Work to complete |
Which lines in the data below contain the string "summit"? Gather every one of them and copy each line out in full.

Provided information |
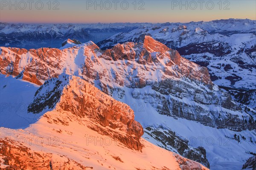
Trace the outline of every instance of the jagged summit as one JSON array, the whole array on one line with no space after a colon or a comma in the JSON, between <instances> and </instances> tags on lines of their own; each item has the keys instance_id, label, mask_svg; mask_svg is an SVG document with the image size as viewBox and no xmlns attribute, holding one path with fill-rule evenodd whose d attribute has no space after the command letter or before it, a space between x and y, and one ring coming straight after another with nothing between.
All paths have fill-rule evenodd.
<instances>
[{"instance_id":1,"label":"jagged summit","mask_svg":"<svg viewBox=\"0 0 256 170\"><path fill-rule=\"evenodd\" d=\"M61 74L35 96L29 106L35 113L26 114L37 121L23 129L0 128L1 169L208 170L143 140L128 105L79 77Z\"/></svg>"},{"instance_id":2,"label":"jagged summit","mask_svg":"<svg viewBox=\"0 0 256 170\"><path fill-rule=\"evenodd\" d=\"M170 48L166 45L155 40L148 35L145 35L143 47L150 52L160 52L164 53L166 51L170 50Z\"/></svg>"},{"instance_id":3,"label":"jagged summit","mask_svg":"<svg viewBox=\"0 0 256 170\"><path fill-rule=\"evenodd\" d=\"M86 117L87 126L91 129L130 148L142 148L140 139L143 129L134 120L133 110L79 77L63 74L46 82L36 92L28 111L38 114L53 109L70 112L78 119Z\"/></svg>"}]
</instances>

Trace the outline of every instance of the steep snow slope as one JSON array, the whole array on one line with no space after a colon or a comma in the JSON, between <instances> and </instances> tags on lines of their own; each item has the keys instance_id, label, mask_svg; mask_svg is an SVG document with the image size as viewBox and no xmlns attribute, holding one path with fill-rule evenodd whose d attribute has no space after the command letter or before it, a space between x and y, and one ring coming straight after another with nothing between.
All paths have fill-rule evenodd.
<instances>
[{"instance_id":1,"label":"steep snow slope","mask_svg":"<svg viewBox=\"0 0 256 170\"><path fill-rule=\"evenodd\" d=\"M41 114L28 113L27 107L39 86L29 82L0 74L0 126L25 128Z\"/></svg>"},{"instance_id":2,"label":"steep snow slope","mask_svg":"<svg viewBox=\"0 0 256 170\"><path fill-rule=\"evenodd\" d=\"M1 169L208 169L141 139L127 105L78 77L46 82L29 108L43 116L24 129L0 128Z\"/></svg>"},{"instance_id":3,"label":"steep snow slope","mask_svg":"<svg viewBox=\"0 0 256 170\"><path fill-rule=\"evenodd\" d=\"M43 80L63 72L79 76L128 104L144 128L151 126L164 130L169 128L176 132L177 127L184 126L185 133L177 133L177 137L186 136L187 131L189 137L200 134L198 137L206 138L214 130L216 139L225 138L227 134L231 139L239 133L240 139L246 138L242 145L235 139L230 147L215 145L215 151L207 144L204 145L207 159L213 168L220 169L219 163L223 167L226 165L225 168L233 168L235 164L241 167L246 158L250 156L249 153L254 152L254 116L213 84L206 68L183 58L177 51L149 36L145 37L143 43L118 44L105 51L92 42L61 50L1 49L2 73L16 75L24 70ZM30 59L26 65L20 67L24 56ZM165 125L161 123L163 121L168 122ZM192 128L189 122L197 125L195 125L197 128L189 130ZM154 138L147 137L154 141ZM165 148L175 147L165 144L169 145ZM240 150L235 149L244 145ZM202 146L195 147L198 146ZM242 153L238 155L237 151ZM230 155L227 156L223 152ZM225 165L216 161L217 158L228 158L230 163ZM197 160L198 157L193 159Z\"/></svg>"}]
</instances>

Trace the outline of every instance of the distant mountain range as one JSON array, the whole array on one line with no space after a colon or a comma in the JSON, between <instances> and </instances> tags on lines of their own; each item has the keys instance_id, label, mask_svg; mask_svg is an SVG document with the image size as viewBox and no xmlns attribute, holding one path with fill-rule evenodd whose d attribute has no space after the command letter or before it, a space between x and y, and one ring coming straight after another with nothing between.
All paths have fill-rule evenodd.
<instances>
[{"instance_id":1,"label":"distant mountain range","mask_svg":"<svg viewBox=\"0 0 256 170\"><path fill-rule=\"evenodd\" d=\"M177 31L188 29L183 26L178 28L180 30ZM29 98L25 96L28 93L22 93L25 96L21 102L13 101L18 104L29 103L23 112L10 110L8 105L5 107L1 111L1 126L27 128L25 130L36 136L41 127L49 127L47 132L62 134L65 139L63 143L73 148L66 139L69 134L76 134L78 130L71 130L69 125L74 125L76 129L83 128L83 122L79 120L84 118L89 129L115 139L129 148L142 149L143 153L148 147L143 150L140 143L142 128L133 120L134 116L144 129L142 137L157 146L211 169L241 168L255 152L256 110L247 103L236 102L227 92L214 84L206 67L183 58L178 51L150 36L139 37L136 42L116 43L106 50L91 41L80 44L70 39L63 42L61 49L1 47L1 73L16 79L2 78L1 101L13 103L13 96L8 94L12 94L15 81L26 80L41 85L37 90L31 87L32 91L36 92L35 94L31 92ZM24 91L15 89L18 92L14 94ZM130 108L112 98L129 105L134 116L130 111L127 113ZM64 111L67 113L61 113ZM99 115L95 116L95 113ZM17 114L20 116L15 116ZM62 125L61 128L59 124ZM7 132L4 133L6 137L12 133L27 135L15 130L2 130ZM99 135L95 134L90 135ZM195 139L196 142L193 142ZM8 141L6 139L3 142ZM125 162L121 155L114 156L119 162ZM72 160L76 162L79 160L72 158L76 158ZM129 159L125 160L130 162ZM191 164L188 166L198 168L198 164ZM94 164L92 162L90 164ZM150 166L154 166L154 163L143 168Z\"/></svg>"}]
</instances>

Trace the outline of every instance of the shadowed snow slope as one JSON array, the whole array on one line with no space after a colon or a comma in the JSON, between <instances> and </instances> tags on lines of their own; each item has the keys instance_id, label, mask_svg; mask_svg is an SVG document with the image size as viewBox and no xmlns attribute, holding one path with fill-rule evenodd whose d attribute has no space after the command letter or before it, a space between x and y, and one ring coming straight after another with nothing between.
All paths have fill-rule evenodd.
<instances>
[{"instance_id":1,"label":"shadowed snow slope","mask_svg":"<svg viewBox=\"0 0 256 170\"><path fill-rule=\"evenodd\" d=\"M180 28L185 29L184 27ZM204 147L206 154L203 148L199 147L202 149L200 150L188 147L191 151L198 153L190 159L204 159L198 161L202 161L200 162L206 166L208 164L207 159L213 169L221 169L220 167L225 169L241 167L246 159L251 156L248 153L255 152L256 122L253 114L255 110L249 110L244 105L233 100L227 93L214 85L206 68L182 57L177 51L149 36L144 36L142 41L116 44L105 51L92 42L62 50L42 48L27 51L1 47L1 71L4 74L15 76L26 71L35 75L41 81L56 77L62 73L78 76L104 93L130 106L134 111L135 120L144 128L157 128L158 134L166 132L166 130L174 131L177 133L175 135L177 136L173 136L174 139L196 137L197 140L201 140L198 138L204 137L204 143L193 147ZM57 81L55 79L51 81L58 87L65 85L63 82L55 82ZM44 102L36 96L35 102L34 105L29 105L29 111L41 113L44 109L53 109L64 91L58 89L56 88L54 89L55 93L45 96L44 97L49 99ZM48 94L44 91L38 91L38 95ZM80 93L69 93L76 95L74 94L73 102L66 104L68 106L65 109L74 111L74 114L78 116L82 115L72 105L74 104L70 103L77 102L76 96L79 96ZM78 107L83 109L83 107ZM96 110L96 108L92 110ZM87 116L90 118L90 115ZM98 118L102 119L101 117ZM108 126L109 123L109 127L113 128L119 126L111 121L104 122L105 125ZM133 127L132 124L128 125L128 127ZM180 129L180 127L182 128ZM136 128L132 129L137 132ZM245 139L239 142L234 137L235 133L239 134L240 139L243 136ZM168 140L162 138L163 136L148 135L146 137L156 144L181 154L184 153L175 148L178 144L166 142ZM230 145L216 144L213 149L205 142L209 137L214 138L215 142L218 139L229 140ZM118 139L116 136L114 137ZM184 140L178 141L186 142ZM136 141L135 145L140 150L140 144L136 143L138 141L136 139L134 141ZM197 143L201 142L198 141ZM191 145L189 142L188 144ZM132 145L134 146L134 143ZM198 150L203 151L195 152ZM198 154L206 158L198 159ZM227 162L230 163L227 164Z\"/></svg>"},{"instance_id":2,"label":"shadowed snow slope","mask_svg":"<svg viewBox=\"0 0 256 170\"><path fill-rule=\"evenodd\" d=\"M0 128L1 169L207 169L141 138L129 106L78 77L46 82L28 110L43 116L23 130Z\"/></svg>"}]
</instances>

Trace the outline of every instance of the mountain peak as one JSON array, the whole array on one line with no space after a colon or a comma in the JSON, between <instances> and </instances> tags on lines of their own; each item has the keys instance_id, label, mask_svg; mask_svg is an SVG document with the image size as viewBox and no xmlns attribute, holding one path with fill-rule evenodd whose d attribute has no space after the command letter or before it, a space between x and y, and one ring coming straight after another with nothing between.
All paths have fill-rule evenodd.
<instances>
[{"instance_id":1,"label":"mountain peak","mask_svg":"<svg viewBox=\"0 0 256 170\"><path fill-rule=\"evenodd\" d=\"M36 92L28 111L37 114L54 109L72 113L75 118L71 121L85 119L87 127L129 148L142 148L140 139L143 128L134 121L134 111L79 77L63 74L46 82Z\"/></svg>"},{"instance_id":2,"label":"mountain peak","mask_svg":"<svg viewBox=\"0 0 256 170\"><path fill-rule=\"evenodd\" d=\"M154 40L151 37L145 35L144 38L143 47L150 52L160 52L170 50L166 45Z\"/></svg>"},{"instance_id":3,"label":"mountain peak","mask_svg":"<svg viewBox=\"0 0 256 170\"><path fill-rule=\"evenodd\" d=\"M70 40L69 38L64 41L61 44L61 49L71 47L77 44L81 44L82 43L76 40Z\"/></svg>"}]
</instances>

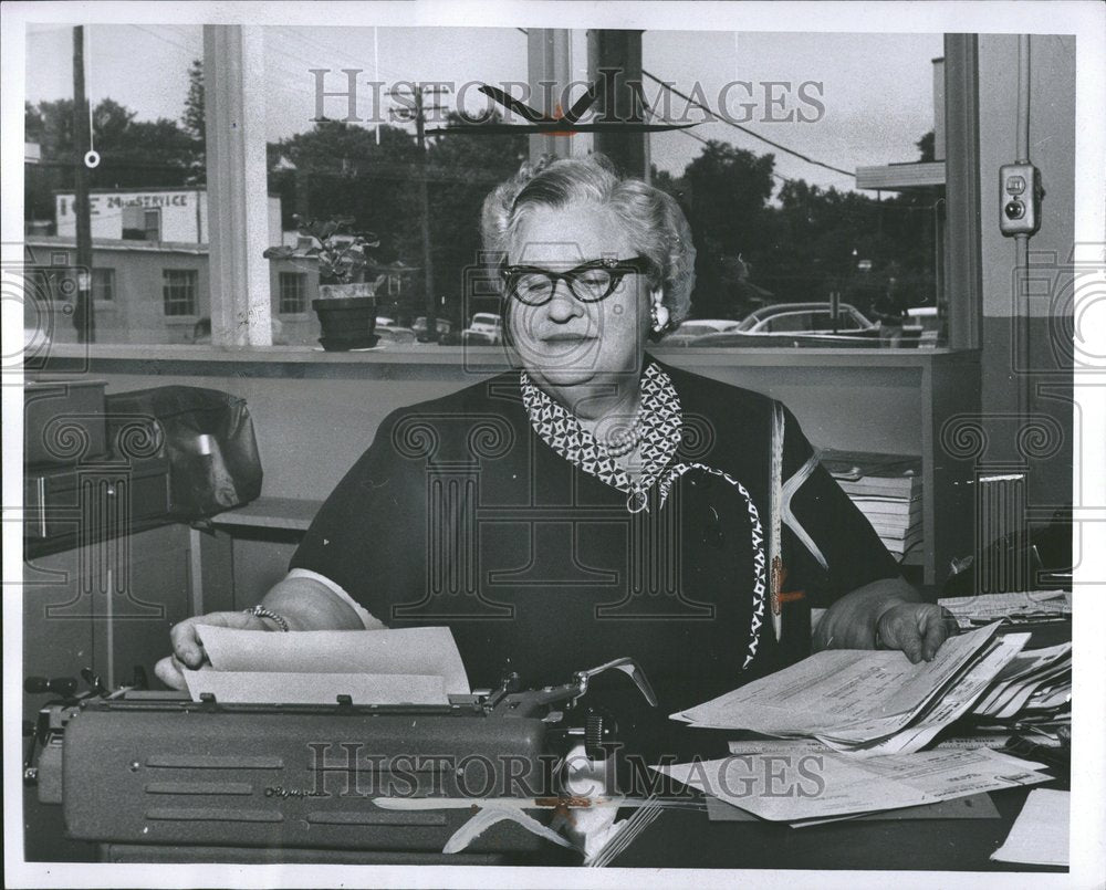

Response for this exercise |
Trace the outline of every instance of the jagged summit as one JSON array, the whole array on one line with no space after a colon or a comma in the JSON, between <instances> and </instances> tags on lines of their own; each item has the keys instance_id, label, mask_svg; mask_svg is an SVG document with the image size as viewBox and no xmlns attribute, holding one path with fill-rule evenodd whose d attribute has no space after the command letter or before it, a space between x and y, and one ring coming straight after another with nothing between.
[{"instance_id":1,"label":"jagged summit","mask_svg":"<svg viewBox=\"0 0 256 170\"><path fill-rule=\"evenodd\" d=\"M61 74L35 96L29 106L35 113L26 114L37 121L23 129L0 128L1 169L208 170L143 140L128 105L79 77Z\"/></svg>"},{"instance_id":2,"label":"jagged summit","mask_svg":"<svg viewBox=\"0 0 256 170\"><path fill-rule=\"evenodd\" d=\"M170 48L166 45L155 40L148 35L145 35L143 47L150 52L160 52L164 53L166 51L170 50Z\"/></svg>"},{"instance_id":3,"label":"jagged summit","mask_svg":"<svg viewBox=\"0 0 256 170\"><path fill-rule=\"evenodd\" d=\"M86 117L87 126L91 129L130 148L142 148L140 139L143 129L134 120L133 110L79 77L63 74L46 82L36 92L28 111L38 114L53 109L70 112L78 119Z\"/></svg>"}]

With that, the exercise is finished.